BEGIN

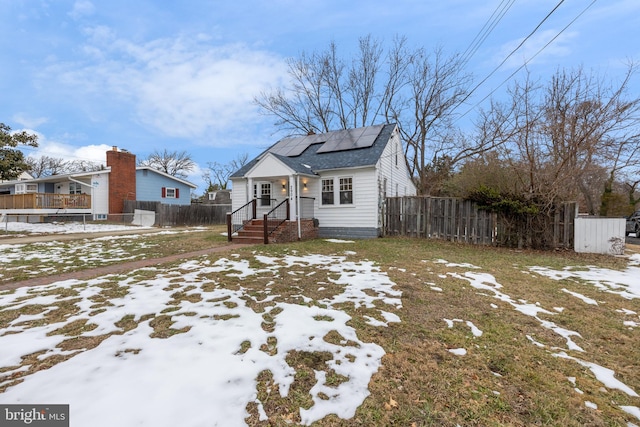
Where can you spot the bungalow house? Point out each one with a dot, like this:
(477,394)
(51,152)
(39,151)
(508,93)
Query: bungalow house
(336,181)
(99,193)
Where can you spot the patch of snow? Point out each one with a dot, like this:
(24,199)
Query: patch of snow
(458,351)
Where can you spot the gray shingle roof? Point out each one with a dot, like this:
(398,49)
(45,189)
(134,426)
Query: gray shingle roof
(312,156)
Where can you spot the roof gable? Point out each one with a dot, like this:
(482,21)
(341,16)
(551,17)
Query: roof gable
(341,149)
(166,175)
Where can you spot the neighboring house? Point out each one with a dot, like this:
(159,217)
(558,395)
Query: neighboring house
(340,179)
(22,177)
(218,197)
(99,193)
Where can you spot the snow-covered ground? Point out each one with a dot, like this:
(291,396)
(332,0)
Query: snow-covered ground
(206,374)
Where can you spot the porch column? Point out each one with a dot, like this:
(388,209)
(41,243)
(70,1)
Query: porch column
(249,190)
(293,198)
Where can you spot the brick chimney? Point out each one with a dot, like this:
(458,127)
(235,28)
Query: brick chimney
(122,179)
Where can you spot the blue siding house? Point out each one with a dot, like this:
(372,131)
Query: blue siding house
(155,186)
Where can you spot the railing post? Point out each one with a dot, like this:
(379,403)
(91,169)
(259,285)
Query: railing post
(265,223)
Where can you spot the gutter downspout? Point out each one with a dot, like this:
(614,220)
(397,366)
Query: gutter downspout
(298,206)
(72,179)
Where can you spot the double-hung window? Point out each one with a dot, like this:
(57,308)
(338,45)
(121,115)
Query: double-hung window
(170,193)
(346,191)
(263,192)
(337,190)
(327,191)
(75,188)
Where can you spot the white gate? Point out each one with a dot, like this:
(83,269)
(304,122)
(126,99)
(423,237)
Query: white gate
(599,235)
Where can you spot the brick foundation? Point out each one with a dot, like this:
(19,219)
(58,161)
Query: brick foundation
(288,232)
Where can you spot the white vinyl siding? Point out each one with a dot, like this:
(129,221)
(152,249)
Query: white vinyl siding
(393,171)
(239,193)
(363,212)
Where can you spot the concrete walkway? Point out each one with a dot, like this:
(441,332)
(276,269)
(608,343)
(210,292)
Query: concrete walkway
(115,268)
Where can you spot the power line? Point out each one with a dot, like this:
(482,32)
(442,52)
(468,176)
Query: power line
(532,58)
(487,28)
(512,52)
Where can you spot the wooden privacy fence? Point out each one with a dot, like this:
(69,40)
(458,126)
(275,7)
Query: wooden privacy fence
(440,218)
(461,220)
(173,215)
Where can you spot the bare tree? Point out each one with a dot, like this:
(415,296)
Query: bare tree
(557,137)
(217,175)
(410,87)
(43,166)
(12,160)
(174,163)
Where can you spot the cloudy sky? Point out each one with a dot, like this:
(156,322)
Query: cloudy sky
(143,75)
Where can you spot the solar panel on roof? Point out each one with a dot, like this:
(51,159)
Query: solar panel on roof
(291,147)
(342,140)
(351,139)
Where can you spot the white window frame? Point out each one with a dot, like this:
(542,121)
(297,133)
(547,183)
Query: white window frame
(75,188)
(338,188)
(266,190)
(345,184)
(330,182)
(25,188)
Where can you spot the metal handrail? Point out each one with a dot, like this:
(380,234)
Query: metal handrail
(237,219)
(274,218)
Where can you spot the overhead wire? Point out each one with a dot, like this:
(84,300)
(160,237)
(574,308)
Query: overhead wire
(486,29)
(530,59)
(512,52)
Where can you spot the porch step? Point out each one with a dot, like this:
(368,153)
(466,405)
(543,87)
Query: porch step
(251,233)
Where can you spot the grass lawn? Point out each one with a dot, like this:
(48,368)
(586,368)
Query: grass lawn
(484,339)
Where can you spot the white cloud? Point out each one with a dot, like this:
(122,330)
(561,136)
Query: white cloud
(56,149)
(82,8)
(559,48)
(183,87)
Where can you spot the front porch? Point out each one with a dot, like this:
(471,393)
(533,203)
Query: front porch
(276,226)
(45,202)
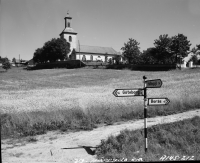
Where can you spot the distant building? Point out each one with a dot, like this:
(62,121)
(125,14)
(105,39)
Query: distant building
(85,52)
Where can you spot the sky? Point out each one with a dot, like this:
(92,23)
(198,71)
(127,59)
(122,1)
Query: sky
(26,25)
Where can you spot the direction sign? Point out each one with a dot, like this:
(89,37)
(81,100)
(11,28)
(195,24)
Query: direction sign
(156,83)
(158,101)
(128,92)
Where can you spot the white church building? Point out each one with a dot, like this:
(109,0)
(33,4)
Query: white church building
(85,52)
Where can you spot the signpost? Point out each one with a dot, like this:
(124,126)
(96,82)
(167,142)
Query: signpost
(158,101)
(128,92)
(156,83)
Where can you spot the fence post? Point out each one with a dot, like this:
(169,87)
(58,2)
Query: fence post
(145,114)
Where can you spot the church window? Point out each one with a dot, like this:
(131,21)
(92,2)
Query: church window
(70,38)
(83,58)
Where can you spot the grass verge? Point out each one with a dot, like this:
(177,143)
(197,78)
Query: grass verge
(166,142)
(39,122)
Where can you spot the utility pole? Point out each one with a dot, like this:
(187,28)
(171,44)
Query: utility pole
(79,52)
(145,114)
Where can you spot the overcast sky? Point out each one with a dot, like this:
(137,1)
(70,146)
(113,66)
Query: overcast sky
(27,24)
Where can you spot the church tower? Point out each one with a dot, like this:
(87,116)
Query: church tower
(68,33)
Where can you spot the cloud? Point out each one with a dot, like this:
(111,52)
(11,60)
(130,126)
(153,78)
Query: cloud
(194,7)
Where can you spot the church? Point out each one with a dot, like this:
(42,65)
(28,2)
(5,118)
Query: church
(85,52)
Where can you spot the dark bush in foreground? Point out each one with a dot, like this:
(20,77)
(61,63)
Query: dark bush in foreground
(174,139)
(143,67)
(59,64)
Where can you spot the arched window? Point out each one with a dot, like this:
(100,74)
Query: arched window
(70,38)
(83,58)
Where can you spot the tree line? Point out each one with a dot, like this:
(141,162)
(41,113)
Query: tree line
(166,50)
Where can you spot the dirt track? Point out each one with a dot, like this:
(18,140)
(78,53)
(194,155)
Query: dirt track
(47,148)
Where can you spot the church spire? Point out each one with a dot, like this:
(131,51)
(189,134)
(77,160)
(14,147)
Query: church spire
(67,20)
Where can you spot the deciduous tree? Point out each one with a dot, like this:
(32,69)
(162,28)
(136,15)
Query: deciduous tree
(6,65)
(163,54)
(53,50)
(131,51)
(180,46)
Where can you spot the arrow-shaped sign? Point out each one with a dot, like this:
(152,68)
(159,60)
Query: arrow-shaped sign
(158,101)
(128,92)
(156,83)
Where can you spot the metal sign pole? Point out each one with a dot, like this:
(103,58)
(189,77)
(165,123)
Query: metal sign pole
(145,113)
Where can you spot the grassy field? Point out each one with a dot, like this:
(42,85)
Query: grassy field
(33,102)
(179,141)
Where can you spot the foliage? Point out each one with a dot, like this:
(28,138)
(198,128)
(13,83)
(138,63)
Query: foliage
(73,54)
(194,59)
(14,60)
(180,46)
(131,51)
(53,50)
(148,56)
(162,52)
(167,50)
(117,59)
(6,65)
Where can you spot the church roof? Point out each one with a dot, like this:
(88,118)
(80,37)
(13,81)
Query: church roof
(68,30)
(96,49)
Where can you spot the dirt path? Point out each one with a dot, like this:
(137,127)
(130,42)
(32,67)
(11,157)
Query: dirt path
(47,148)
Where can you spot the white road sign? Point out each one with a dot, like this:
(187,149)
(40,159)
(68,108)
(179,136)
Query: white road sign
(158,101)
(156,83)
(128,92)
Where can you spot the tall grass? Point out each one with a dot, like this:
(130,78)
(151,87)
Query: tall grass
(34,102)
(39,122)
(175,141)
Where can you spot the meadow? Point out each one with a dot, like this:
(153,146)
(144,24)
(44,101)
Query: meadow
(33,102)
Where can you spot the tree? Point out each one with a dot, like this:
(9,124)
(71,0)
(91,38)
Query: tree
(198,49)
(194,59)
(117,59)
(14,60)
(6,65)
(53,50)
(180,46)
(131,51)
(163,53)
(148,56)
(73,55)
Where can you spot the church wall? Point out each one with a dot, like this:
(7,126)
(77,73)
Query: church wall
(94,56)
(73,43)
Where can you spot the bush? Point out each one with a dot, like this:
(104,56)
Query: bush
(59,64)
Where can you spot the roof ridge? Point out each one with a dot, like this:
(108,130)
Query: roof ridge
(97,46)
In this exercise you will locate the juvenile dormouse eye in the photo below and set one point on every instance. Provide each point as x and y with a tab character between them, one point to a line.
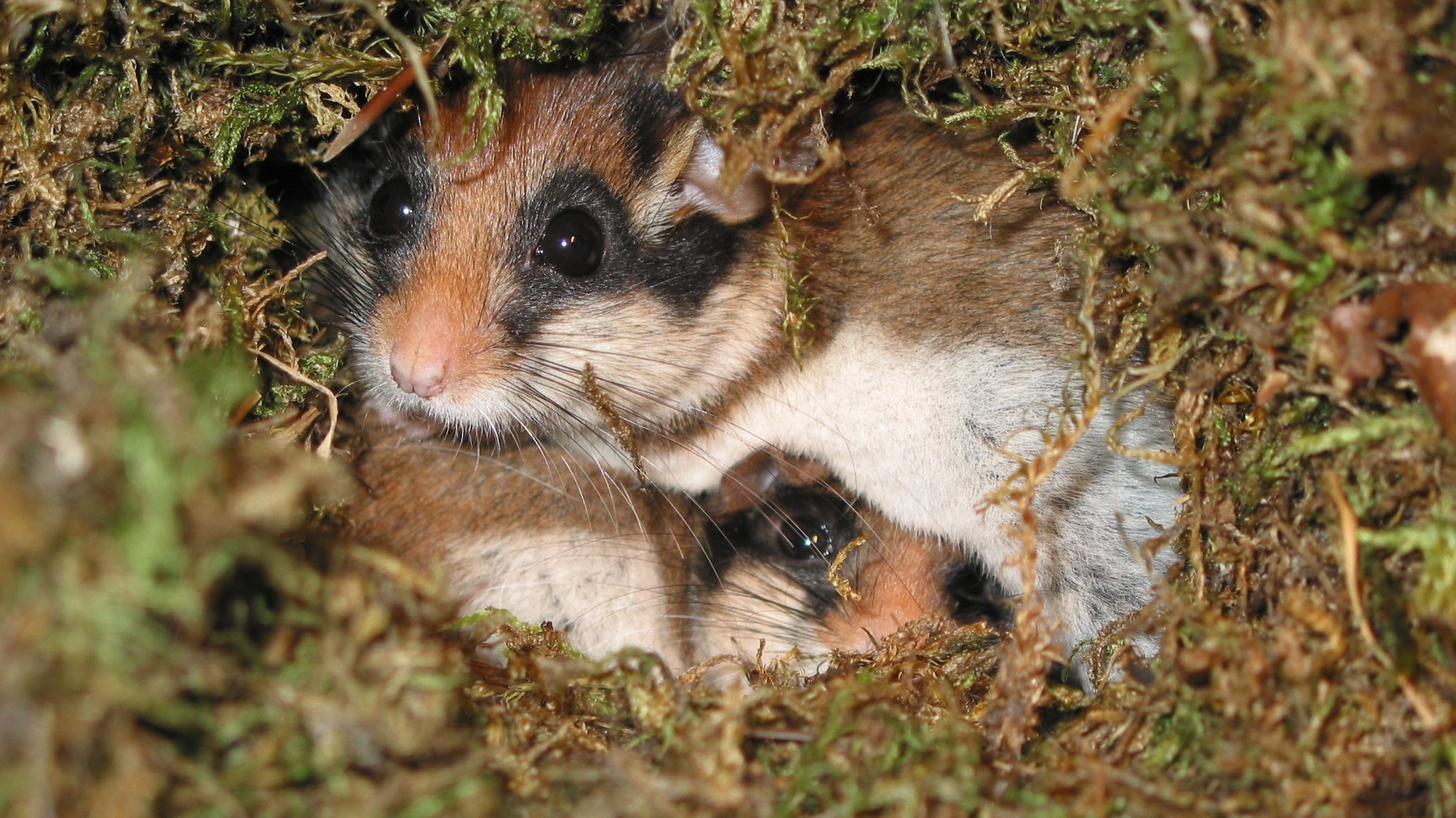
571	244
813	526
393	208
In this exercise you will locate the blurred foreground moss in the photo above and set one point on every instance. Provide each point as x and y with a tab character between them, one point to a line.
175	641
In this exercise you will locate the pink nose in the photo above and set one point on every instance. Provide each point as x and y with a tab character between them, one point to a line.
422	376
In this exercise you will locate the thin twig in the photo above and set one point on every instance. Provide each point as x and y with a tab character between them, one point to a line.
326	446
1350	562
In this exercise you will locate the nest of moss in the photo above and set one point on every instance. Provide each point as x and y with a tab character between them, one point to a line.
175	642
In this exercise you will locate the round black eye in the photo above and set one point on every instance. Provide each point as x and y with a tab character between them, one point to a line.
571	244
393	208
814	526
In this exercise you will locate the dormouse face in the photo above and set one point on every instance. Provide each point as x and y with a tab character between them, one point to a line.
479	284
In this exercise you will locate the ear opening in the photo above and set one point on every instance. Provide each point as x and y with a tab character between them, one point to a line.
803	158
704	185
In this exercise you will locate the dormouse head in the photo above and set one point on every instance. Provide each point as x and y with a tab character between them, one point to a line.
593	229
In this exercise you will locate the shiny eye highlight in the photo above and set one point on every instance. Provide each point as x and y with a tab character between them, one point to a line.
813	526
571	245
393	210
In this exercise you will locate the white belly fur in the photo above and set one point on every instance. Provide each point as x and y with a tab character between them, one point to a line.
916	431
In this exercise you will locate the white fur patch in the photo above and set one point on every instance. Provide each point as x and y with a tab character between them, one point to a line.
606	593
918	433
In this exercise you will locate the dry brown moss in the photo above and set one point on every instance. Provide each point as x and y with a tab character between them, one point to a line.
172	647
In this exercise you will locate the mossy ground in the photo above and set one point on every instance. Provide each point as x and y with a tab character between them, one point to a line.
173	644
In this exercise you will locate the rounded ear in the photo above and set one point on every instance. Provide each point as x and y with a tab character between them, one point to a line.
704	185
797	161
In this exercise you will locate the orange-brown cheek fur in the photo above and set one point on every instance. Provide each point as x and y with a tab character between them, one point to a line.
901	583
439	316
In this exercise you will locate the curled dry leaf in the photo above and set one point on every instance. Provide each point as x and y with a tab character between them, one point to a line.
1356	337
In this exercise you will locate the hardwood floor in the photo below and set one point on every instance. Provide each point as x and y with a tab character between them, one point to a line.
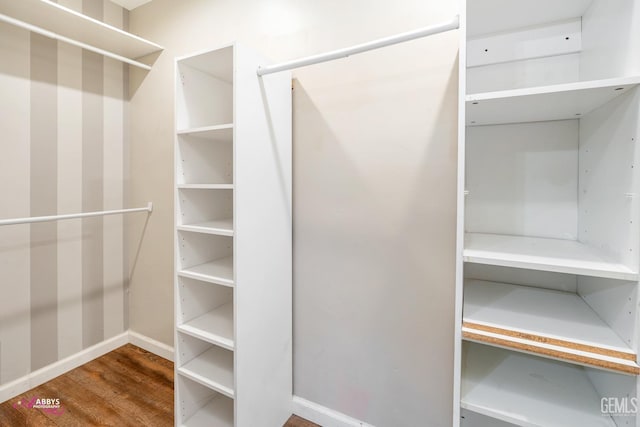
127	387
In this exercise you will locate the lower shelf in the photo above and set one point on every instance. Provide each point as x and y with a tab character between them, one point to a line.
215	326
213	369
218	412
546	322
529	391
219	271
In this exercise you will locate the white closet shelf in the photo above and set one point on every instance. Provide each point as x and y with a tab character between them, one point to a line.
74	25
218	412
544	103
205	186
223	133
219	271
515	15
527	390
215	327
555	255
546	322
221	227
212	369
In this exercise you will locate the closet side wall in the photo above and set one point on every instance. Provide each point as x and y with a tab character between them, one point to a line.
63	150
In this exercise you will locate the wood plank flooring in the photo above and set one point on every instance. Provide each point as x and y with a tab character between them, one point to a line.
126	387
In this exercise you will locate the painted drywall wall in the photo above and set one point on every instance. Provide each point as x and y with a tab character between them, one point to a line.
62	114
374	194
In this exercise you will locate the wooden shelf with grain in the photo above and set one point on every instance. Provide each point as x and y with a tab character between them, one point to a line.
545	322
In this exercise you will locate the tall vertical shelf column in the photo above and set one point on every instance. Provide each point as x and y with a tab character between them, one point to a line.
233	241
548	244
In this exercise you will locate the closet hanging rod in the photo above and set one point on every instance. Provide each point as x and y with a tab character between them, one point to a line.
30	220
55	36
364	47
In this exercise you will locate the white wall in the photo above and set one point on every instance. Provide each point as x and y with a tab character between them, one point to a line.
374	194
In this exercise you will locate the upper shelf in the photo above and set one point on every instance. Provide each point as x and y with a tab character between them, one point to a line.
556	255
483	19
67	23
544	103
222	133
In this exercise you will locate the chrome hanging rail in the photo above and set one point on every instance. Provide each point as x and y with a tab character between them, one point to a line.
364	47
30	220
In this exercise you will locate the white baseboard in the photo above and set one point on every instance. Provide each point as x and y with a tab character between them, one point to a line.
151	345
324	416
41	376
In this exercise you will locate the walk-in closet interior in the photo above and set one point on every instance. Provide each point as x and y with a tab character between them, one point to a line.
290	213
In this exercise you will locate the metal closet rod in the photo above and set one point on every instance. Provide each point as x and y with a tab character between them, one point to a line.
73	42
454	24
30	220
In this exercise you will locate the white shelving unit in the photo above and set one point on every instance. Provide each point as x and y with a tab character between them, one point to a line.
59	22
548	238
233	241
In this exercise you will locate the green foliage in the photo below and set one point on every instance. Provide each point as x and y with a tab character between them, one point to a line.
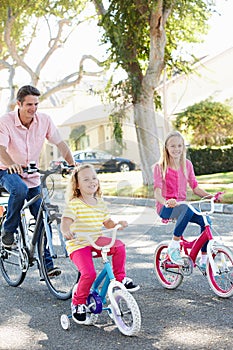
211	160
206	123
127	26
20	16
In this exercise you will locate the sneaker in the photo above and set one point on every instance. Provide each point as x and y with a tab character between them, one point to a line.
79	313
7	239
174	255
129	285
202	267
53	272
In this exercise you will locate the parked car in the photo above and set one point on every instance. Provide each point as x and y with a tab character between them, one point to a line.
102	161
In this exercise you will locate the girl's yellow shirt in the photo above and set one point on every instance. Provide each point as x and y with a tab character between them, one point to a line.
87	219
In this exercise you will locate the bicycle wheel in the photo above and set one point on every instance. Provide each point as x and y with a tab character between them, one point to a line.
168	276
59	285
13	265
129	320
222	283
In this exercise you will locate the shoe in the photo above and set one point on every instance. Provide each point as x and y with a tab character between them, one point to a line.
7	239
53	272
74	289
202	266
174	255
129	285
79	313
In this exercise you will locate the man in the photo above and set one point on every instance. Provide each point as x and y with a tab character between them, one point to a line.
22	135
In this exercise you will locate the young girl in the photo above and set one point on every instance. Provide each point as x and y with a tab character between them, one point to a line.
171	176
86	212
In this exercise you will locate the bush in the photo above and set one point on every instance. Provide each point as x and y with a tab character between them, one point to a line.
211	160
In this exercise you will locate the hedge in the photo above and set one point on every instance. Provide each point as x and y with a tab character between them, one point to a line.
211	160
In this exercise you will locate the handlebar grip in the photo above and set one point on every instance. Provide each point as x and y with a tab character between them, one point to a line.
217	195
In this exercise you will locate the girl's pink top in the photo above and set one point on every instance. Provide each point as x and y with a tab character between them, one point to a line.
175	183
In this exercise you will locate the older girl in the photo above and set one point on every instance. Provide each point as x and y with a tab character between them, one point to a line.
172	174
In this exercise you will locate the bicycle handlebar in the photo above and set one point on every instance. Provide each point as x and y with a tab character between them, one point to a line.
108	246
210	200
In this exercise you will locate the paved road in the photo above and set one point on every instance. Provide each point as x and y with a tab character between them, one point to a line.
191	317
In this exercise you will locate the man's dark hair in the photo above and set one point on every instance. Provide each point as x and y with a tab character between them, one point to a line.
25	91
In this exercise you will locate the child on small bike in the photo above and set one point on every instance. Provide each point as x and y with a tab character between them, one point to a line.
86	212
172	174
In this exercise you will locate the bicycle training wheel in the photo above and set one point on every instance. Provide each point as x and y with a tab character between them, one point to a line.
61	282
13	265
222	283
129	320
168	276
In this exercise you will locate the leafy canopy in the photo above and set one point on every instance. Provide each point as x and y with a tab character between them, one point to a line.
207	123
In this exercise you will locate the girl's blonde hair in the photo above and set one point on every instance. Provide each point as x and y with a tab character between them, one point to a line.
72	188
164	160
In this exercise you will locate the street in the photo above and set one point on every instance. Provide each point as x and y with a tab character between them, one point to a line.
190	317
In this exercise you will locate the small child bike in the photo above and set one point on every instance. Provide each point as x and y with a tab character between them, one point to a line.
122	308
219	266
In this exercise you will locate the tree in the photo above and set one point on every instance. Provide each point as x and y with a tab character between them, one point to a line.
20	23
206	123
145	37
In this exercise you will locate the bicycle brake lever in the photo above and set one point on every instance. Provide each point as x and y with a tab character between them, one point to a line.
217	195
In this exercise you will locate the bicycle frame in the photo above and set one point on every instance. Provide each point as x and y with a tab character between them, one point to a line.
106	273
206	236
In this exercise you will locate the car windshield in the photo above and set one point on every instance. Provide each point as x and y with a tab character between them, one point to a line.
103	155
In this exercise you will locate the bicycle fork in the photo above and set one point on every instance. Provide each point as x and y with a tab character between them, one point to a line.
210	251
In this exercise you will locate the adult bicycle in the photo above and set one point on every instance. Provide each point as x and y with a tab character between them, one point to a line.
37	241
109	295
219	266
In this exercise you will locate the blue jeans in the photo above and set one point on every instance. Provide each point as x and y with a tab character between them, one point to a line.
183	215
19	192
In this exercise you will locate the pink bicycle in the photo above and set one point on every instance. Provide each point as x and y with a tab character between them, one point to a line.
219	266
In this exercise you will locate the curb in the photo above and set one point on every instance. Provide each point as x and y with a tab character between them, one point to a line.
149	202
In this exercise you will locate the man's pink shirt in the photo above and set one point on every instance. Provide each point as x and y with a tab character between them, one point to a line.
175	183
25	145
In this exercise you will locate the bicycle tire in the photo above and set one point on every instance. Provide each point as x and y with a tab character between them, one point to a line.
168	277
60	286
11	264
129	321
222	283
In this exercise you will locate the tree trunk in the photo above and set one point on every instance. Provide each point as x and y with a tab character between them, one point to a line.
147	136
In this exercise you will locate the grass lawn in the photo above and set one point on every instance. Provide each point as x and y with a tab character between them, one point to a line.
131	184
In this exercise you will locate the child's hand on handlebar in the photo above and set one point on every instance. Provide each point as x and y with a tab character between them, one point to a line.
171	203
15	169
123	224
218	197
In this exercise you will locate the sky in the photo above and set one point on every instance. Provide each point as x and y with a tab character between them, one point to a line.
86	41
220	36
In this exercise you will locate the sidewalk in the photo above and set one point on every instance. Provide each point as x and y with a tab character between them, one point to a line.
148	202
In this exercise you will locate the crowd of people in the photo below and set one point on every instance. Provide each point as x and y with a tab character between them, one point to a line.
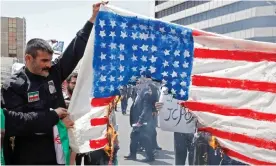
30	93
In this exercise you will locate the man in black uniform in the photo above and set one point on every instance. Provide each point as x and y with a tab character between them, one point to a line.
37	89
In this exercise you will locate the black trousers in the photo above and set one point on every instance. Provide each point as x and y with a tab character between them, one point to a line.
93	158
183	143
142	135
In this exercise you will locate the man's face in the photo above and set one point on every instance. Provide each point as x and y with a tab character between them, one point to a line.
41	64
72	84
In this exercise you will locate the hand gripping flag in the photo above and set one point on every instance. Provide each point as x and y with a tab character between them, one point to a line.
228	84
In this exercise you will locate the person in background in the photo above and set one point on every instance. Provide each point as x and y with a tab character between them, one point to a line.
124	99
154	99
71	83
37	89
141	121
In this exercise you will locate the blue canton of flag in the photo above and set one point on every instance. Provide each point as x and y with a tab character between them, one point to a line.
127	48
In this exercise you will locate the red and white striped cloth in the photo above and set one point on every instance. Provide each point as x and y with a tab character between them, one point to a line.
232	95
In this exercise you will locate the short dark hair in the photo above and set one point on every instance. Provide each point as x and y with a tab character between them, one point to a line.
75	75
36	44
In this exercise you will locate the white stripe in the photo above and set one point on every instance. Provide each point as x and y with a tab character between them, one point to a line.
265	130
255	71
228	43
250	151
258	101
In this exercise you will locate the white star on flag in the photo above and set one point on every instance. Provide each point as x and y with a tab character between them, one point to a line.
153	48
182	93
153	59
174	74
165	63
103	56
134	26
133	78
123	25
112	23
144	47
183	83
101	89
176	64
165	74
121	78
121	57
111	78
134	35
102	33
112	68
134	58
167	52
112	46
122	47
111	89
123	34
143	69
173	91
183	74
152	36
103	45
112	57
102	23
103	78
112	34
121	68
102	67
177	53
186	65
144	58
134	47
162	29
186	54
152	69
134	68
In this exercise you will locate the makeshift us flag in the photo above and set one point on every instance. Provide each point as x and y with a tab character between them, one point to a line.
60	139
228	84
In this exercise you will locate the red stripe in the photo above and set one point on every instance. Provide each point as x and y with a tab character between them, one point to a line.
98	143
202	33
233	83
97	102
98	121
246	159
235	137
229	111
235	55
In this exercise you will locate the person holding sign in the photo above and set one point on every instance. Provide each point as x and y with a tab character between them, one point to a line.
37	88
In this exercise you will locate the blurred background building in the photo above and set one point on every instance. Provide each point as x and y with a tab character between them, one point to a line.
253	20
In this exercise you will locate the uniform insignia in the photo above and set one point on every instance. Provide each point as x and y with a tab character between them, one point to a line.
52	87
33	96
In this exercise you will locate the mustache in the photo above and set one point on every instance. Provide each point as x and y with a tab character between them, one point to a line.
46	69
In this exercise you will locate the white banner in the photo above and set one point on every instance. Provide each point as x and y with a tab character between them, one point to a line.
173	117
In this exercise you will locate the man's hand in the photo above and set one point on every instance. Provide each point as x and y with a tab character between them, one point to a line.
68	122
159	106
62	112
96	8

END

▶ **Activity**:
Return exactly, and only, the lines above starting at the line that contains "Where can you spot the overcast" and ending at the line that contains "Where can you spot the tree line?".

▶ **Written response**:
Where can you spot the overcast sky? Point out each one with a dot, like this:
(137,1)
(70,146)
(113,66)
Query: overcast sky
(27,24)
Where can you spot the church tower? Point out each one with a dot, like this:
(87,116)
Query: church tower
(68,33)
Where can you spot the cloud? Point out each one with a dot, like this:
(111,52)
(11,60)
(130,126)
(153,78)
Query: cloud
(194,7)
Where can you spot the church? Point out each one with a dot, like this:
(42,65)
(28,2)
(5,118)
Query: church
(85,52)
Where can you spot the dark bush in foreground? Point out each one with a dot, like this:
(20,77)
(61,63)
Query: dark bush in foreground
(174,139)
(143,67)
(59,64)
Where can you spot the arched window? Point out each one with a dot, like this:
(100,74)
Query: arched window
(70,38)
(83,58)
Where can you spot the tree line? Point out each one with a dot, like this:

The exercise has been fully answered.